Extrait retenu:
---

TROISIEME MOYEN DE CASSATION

IL EST FAIT GRIEF à l’ordonnance confirmative attaquée d’avoir autorisé l’administration fiscale à procéder à des visites et saisies dans les locaux sis […] et susceptibles d’être occupés par les sociétés My Love Affair, BMGC Services France et Dayclic ;

AUX MOTIFS QUE « L’obligation pour la DNEF de porter à la connaissance du JLD tous les éléments d’information en possession de l’administration de nature à justifier la visite

a) Sur la présentation tronquée des éléments soumis au JLD

— Sur les tableaux récapitulatifs des prestations intracommunautaires déclarées par MY LOVE AFFAIR LIMITED (pièce DNEF 1-13)

Les sociétés appelantes font valoir que les tableaux récapitulatifs des prestations intracommunautaires, et notamment la pièce 1.13 de la DNEF, seraient erronés, voire tronqués et de nature à induire en erreur le premier juge, lors de sa prise de décision.

L’article L. 16 B du LPF dispose en son paragraphe II « (

) le juge doit vérifier de manière concrète que la demande d’autorisation est fondée ; cette demande doit comporter tous les éléments d’information en possession de l’administration de nature à justifier la visite ».

---

Enregistrements issus d'un jeu de données
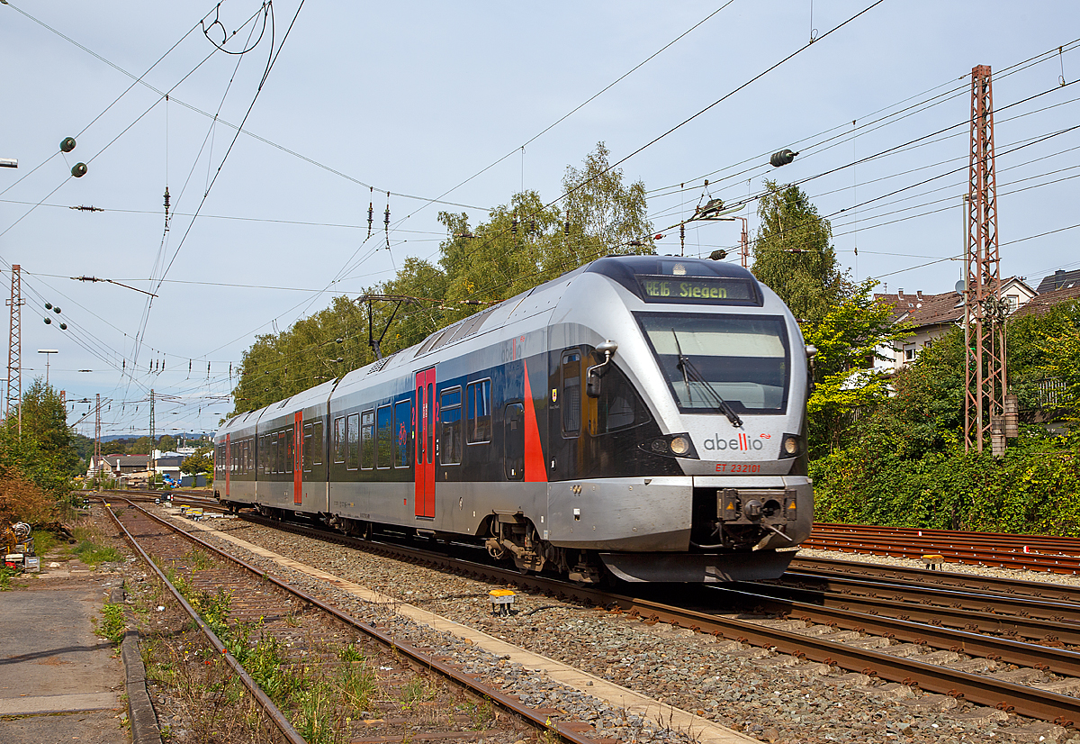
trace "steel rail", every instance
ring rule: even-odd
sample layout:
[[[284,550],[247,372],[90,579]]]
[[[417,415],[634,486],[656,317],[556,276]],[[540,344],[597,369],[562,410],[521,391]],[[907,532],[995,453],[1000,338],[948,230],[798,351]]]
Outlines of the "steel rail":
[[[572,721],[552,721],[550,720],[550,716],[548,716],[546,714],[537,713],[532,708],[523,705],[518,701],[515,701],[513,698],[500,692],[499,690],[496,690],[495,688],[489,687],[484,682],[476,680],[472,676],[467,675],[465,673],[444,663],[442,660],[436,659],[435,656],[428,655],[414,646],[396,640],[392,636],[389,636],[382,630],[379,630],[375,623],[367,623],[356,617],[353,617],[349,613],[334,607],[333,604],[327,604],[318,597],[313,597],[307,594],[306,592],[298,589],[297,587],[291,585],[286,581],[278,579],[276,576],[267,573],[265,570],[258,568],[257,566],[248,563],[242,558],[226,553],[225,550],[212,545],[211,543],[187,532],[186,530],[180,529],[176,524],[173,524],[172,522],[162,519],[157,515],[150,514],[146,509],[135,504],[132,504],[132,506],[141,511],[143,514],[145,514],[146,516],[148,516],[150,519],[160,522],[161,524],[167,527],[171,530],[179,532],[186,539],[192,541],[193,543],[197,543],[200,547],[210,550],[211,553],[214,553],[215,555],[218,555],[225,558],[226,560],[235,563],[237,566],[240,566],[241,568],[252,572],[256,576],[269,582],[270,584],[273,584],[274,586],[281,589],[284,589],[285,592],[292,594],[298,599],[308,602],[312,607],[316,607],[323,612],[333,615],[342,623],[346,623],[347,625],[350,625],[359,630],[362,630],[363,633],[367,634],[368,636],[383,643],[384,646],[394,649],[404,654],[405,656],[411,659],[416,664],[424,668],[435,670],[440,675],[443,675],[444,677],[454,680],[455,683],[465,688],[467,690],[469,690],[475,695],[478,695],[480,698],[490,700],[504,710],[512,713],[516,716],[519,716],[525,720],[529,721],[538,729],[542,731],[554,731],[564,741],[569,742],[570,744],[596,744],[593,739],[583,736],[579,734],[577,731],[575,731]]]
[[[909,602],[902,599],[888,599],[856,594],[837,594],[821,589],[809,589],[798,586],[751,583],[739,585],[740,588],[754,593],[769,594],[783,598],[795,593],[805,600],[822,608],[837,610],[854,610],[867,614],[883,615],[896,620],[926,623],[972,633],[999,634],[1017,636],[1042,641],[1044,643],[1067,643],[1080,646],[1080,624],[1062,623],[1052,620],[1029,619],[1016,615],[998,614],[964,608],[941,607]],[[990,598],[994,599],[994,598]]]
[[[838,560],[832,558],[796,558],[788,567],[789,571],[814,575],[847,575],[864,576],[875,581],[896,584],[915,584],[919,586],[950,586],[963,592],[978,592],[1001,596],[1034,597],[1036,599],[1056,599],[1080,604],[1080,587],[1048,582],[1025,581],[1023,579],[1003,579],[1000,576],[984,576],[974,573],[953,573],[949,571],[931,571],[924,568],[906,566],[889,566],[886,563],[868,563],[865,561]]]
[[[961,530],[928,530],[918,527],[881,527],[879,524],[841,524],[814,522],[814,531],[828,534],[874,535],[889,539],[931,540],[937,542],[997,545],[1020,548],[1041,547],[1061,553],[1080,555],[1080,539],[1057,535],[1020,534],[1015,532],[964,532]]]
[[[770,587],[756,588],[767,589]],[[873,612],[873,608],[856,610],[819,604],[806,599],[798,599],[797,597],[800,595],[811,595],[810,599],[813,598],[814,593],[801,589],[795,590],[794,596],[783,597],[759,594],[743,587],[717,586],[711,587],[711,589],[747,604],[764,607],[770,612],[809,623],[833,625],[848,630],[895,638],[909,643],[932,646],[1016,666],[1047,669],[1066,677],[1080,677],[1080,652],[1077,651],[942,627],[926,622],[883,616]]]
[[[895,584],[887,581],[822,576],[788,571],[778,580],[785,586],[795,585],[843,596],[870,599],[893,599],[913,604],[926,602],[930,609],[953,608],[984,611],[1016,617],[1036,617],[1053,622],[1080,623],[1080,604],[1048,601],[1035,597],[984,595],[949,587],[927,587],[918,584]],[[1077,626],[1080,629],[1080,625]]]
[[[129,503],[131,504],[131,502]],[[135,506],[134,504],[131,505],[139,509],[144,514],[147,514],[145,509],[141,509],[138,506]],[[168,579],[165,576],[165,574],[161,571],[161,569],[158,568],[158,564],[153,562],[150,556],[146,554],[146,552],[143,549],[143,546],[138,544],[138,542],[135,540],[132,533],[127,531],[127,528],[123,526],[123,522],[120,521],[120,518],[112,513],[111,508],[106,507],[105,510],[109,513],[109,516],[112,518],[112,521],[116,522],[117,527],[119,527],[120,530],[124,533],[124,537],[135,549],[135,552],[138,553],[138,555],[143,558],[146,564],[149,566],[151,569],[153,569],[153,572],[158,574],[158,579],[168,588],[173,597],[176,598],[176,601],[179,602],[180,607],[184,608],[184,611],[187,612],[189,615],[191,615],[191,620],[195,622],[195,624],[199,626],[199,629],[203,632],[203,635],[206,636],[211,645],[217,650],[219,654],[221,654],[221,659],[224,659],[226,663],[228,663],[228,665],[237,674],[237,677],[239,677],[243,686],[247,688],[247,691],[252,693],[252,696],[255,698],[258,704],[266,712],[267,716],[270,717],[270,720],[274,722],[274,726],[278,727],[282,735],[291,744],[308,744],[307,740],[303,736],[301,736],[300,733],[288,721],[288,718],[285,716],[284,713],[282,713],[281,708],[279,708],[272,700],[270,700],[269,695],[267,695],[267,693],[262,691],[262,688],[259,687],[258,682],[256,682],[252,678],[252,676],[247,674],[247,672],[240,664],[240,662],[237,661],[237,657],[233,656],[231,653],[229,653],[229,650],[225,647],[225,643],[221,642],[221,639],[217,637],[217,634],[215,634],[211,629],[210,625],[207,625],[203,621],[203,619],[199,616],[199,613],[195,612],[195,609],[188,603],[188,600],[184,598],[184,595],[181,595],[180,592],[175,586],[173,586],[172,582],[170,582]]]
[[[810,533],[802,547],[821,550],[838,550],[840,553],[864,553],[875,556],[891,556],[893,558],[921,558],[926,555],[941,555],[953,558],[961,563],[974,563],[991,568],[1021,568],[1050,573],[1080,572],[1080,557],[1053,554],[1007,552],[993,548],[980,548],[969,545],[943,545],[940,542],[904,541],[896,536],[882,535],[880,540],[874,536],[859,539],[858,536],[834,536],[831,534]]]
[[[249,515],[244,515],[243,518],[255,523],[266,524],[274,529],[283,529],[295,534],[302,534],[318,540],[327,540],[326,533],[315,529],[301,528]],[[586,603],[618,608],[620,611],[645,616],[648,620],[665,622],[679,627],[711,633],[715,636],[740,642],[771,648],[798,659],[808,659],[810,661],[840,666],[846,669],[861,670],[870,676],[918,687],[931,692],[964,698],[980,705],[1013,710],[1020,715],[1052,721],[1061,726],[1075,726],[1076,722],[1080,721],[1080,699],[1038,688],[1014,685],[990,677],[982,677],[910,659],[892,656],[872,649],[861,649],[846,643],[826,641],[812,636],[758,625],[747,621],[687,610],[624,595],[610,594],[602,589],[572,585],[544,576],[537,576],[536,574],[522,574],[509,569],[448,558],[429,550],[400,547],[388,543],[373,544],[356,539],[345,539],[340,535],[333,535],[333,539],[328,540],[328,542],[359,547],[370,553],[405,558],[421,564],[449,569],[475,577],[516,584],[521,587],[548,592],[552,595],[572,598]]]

---

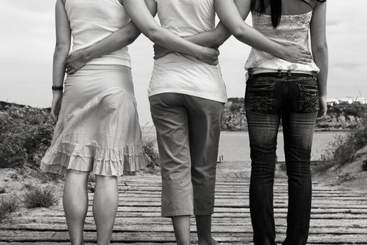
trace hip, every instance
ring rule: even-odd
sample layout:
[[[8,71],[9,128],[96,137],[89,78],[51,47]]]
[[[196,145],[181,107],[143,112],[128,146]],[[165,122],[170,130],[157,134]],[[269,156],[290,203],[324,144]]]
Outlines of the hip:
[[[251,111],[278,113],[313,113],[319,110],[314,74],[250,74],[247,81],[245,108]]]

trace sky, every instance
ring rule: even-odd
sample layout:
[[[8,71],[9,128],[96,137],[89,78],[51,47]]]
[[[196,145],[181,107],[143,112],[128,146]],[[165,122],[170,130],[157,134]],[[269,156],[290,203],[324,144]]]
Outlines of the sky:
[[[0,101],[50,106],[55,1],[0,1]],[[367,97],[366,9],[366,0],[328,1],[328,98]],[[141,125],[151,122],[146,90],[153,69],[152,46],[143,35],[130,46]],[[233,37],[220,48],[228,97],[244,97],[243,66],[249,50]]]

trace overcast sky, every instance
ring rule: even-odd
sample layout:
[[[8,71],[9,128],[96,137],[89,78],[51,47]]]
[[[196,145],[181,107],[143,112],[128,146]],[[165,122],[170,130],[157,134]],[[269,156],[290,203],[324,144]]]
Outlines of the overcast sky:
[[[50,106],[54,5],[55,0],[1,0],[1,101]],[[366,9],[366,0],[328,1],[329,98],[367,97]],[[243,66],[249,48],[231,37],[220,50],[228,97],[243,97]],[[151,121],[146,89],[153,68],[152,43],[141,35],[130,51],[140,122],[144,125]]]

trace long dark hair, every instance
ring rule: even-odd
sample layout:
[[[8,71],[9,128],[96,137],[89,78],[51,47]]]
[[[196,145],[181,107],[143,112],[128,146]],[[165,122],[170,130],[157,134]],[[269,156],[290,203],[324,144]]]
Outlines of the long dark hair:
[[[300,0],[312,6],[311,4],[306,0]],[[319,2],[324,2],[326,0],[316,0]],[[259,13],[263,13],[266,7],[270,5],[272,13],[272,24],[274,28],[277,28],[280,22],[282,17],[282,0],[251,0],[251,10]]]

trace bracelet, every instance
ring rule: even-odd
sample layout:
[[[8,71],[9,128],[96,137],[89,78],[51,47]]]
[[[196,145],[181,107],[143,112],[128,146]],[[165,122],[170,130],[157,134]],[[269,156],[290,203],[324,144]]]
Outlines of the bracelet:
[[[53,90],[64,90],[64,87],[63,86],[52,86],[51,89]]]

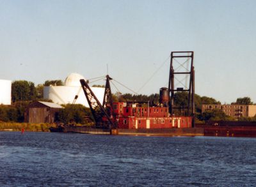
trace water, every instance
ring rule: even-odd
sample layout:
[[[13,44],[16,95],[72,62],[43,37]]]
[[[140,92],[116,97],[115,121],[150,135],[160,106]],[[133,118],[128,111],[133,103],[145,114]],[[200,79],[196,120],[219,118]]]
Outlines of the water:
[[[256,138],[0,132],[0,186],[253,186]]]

---

Objectif 1: Dans l'extrait retenu, quelles sociétés sont désignées comme susceptibles d'occuper les locaux visés par l'autorisation de visites et saisies ?
Objectif 2: Reproduisez à l'identique le passage de l'extrait retenu qui commence par les mots contenant "a) Sur la présentation" et se termine par "(pièce DNEF 1-13)".

Réponse attendue 1:
- My Love Affair
- BMGC Services France
- Dayclic

Réponse attendue 2:
a) Sur la présentation tronquée des éléments soumis au JLD

— Sur les tableaux récapitulatifs des prestations intracommunautaires déclarées par MY LOVE AFFAIR LIMITED (pièce DNEF 1-13)